■ **EXERCISE TASK**
Could you edit the records below so that "visual grounding assistant" becomes "region-finding assistant" throughout, with every other line and word left unchanged?

Region labeling records
= = = = = = =

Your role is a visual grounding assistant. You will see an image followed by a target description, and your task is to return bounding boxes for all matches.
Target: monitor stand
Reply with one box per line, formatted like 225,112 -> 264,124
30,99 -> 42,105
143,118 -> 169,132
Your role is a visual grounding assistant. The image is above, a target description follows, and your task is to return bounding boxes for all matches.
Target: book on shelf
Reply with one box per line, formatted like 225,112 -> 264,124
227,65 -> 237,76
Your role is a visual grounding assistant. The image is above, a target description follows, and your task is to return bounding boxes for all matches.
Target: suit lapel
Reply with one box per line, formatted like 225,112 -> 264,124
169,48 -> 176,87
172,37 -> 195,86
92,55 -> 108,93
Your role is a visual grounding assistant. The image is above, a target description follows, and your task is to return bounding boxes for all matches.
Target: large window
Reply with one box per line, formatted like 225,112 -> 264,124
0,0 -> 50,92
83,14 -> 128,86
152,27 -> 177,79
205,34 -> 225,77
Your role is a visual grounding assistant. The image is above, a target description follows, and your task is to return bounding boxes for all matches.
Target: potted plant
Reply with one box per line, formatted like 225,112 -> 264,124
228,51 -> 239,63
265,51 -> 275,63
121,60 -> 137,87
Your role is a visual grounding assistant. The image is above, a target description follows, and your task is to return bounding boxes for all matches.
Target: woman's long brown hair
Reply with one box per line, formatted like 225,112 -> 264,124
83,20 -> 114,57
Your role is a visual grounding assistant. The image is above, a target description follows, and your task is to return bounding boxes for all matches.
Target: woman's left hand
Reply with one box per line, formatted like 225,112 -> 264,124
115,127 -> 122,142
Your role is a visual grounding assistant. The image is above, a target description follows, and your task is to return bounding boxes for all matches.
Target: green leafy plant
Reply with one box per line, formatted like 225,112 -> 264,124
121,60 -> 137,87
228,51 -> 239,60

= = = = = = =

■ **THE RESPONSE**
Your role is a region-finding assistant. You will see an image followed by a target description, and your task is to return bounding boxes for all matches.
Target: monitor stand
Reply with one box per line, formatted like 225,112 -> 264,124
30,99 -> 42,105
143,118 -> 169,132
Your role is a region-finding assistant. The image is above, a target description follows, and your task is to return bounding boxes for all matches.
Target: book on shelf
Reply with one box per line, formatted like 225,112 -> 264,124
227,65 -> 237,76
Your role is a region-finding assistant. The image is above, a target description follows, and your task is to return bounding boxes for all matches.
Target: suit lapel
Reply with one box per line, formatted like 225,112 -> 264,124
169,48 -> 176,87
172,37 -> 195,86
92,55 -> 108,93
Your role is a region-finding assistant. The image is above, a target description follows, and your task is to return bounding boxes for all matches.
Target: large window
Reply with one box per line, formatted like 225,112 -> 264,124
0,0 -> 50,92
83,14 -> 128,86
152,27 -> 177,79
205,34 -> 225,77
Your role is a region-finding assistant. The image is above, a target description follows, and your task is to return bounding boxes for all matches.
Target: potted plant
Reply with one box per line, formatted like 225,112 -> 264,124
228,51 -> 239,63
265,51 -> 275,63
121,60 -> 137,87
Your role is a region-finding assistant. The image is above, a target description follows, and your task is to return bounding boxes for all matches.
Target: woman's long brown hair
Reply with one box per line, formatted like 225,112 -> 264,124
83,20 -> 114,57
Your role is a region-finding assistant. The image is above, a target description follows, and your task is to return bounding boxes for all matches.
Target: woman's left hand
Reply with one box per line, formatted like 225,112 -> 264,124
115,127 -> 122,142
Your role is a region-finding assistant. The image is above, a target description follows, and your task is to return bounding boxes for all matches.
Target: green leafy plant
Reply with one box per line, formatted like 225,112 -> 264,124
121,60 -> 137,87
228,51 -> 239,60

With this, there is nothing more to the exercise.